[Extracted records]
* START *

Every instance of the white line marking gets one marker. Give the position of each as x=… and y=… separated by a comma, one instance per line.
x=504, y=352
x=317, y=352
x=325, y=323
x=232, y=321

* END *

▶ **What you have to do**
Can you write out the rows again, replacing "instance" with "occurrence" and keeping everything else the same?

▶ **Full solution**
Every occurrence of the white line marking gets one marker. Give the position of each as x=… and y=… separated by a comma, one occurrence per line.
x=504, y=352
x=317, y=352
x=325, y=323
x=232, y=321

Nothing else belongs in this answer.